WORK REQUIRED -
Copy out every line of the entries below, from the line containing "Practice. Identify the raised" through the end of the entries. Leave out the pictures.

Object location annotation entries
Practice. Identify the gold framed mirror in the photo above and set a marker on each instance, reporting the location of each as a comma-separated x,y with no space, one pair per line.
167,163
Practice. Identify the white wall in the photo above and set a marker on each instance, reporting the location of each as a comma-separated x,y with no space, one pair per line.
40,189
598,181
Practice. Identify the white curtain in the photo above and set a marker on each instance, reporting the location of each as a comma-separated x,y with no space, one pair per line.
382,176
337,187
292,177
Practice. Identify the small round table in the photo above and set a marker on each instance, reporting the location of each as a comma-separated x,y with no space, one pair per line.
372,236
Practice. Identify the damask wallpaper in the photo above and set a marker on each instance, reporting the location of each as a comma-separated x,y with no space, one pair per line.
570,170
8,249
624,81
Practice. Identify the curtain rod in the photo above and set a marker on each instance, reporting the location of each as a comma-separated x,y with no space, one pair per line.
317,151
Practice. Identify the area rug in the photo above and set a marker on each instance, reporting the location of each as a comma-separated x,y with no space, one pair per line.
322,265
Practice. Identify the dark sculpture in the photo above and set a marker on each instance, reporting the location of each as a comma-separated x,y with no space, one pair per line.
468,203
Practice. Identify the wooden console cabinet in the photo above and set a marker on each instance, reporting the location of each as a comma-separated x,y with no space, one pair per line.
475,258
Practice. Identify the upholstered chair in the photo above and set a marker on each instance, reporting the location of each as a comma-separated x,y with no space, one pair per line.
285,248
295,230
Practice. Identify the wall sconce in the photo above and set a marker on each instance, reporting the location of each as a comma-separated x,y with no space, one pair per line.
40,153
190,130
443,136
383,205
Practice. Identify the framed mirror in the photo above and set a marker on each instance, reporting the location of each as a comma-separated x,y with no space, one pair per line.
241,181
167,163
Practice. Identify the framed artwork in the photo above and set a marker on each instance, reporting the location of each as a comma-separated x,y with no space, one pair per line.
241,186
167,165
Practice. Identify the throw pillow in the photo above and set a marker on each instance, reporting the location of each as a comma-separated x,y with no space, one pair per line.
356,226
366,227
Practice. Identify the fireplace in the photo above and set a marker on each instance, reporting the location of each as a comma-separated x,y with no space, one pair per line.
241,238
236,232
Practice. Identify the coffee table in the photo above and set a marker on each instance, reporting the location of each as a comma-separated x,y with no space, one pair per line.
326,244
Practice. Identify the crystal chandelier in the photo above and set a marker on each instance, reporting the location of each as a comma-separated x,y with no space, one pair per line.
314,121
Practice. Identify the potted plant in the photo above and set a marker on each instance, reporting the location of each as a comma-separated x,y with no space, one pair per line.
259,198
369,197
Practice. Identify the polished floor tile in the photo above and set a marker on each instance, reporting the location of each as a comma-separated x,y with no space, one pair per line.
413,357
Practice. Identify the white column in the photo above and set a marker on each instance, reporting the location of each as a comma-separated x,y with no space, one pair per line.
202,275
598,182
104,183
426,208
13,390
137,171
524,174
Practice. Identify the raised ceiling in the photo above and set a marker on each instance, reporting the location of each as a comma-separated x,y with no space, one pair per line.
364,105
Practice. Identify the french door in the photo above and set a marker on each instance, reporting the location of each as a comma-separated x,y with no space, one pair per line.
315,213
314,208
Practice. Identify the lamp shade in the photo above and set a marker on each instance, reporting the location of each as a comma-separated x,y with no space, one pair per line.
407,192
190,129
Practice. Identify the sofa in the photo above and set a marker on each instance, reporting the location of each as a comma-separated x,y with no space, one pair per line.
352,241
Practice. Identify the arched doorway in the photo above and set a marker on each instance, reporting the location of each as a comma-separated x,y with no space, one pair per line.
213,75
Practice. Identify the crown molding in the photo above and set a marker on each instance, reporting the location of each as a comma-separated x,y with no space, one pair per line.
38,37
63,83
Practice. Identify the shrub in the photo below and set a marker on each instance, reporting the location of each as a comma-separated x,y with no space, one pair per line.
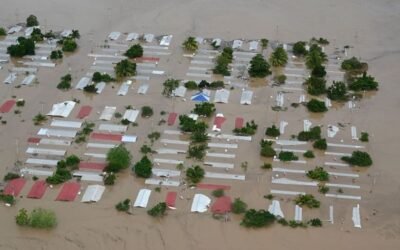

RESPONSE TO THIS EXERCISE -
Practice. Identify the raised ceiling in the photo above and set a marker on each instance, reporting the location of each as a comma-separated x,y with no space, one pair per line.
364,105
Practice. Identify the french door in the photo above and set a marker on each instance, reporting the location of each as a comma-separated x,y with no space, one pair per line.
315,213
314,208
Practice. Identify the lamp shade in the photo above and set a marker on each instance, reporting the location of each as a comma-separated x,y with no space, one pair per line.
407,192
190,129
Practice. Identify the sofa in the photo above and set a marker on each instance, reporting the location of each as a comma-separated x,y with no space, one pair per line.
352,241
Practice. Identify the arched doorway in the photo above and set a marker on each instance, reporting the location of each as a comma-separated x,y with no space, one pair per line.
213,75
Practice. Identify the crown molding in the photo above and set a marker on each instance, reporting the location of each as a comma-separated x,y with no space, one pair per line.
38,37
63,83
Practice. Identify the shrub in the photo below and set a marker on each instance, reporting the location of each as a comma-separated x,y with no space, one pair per line.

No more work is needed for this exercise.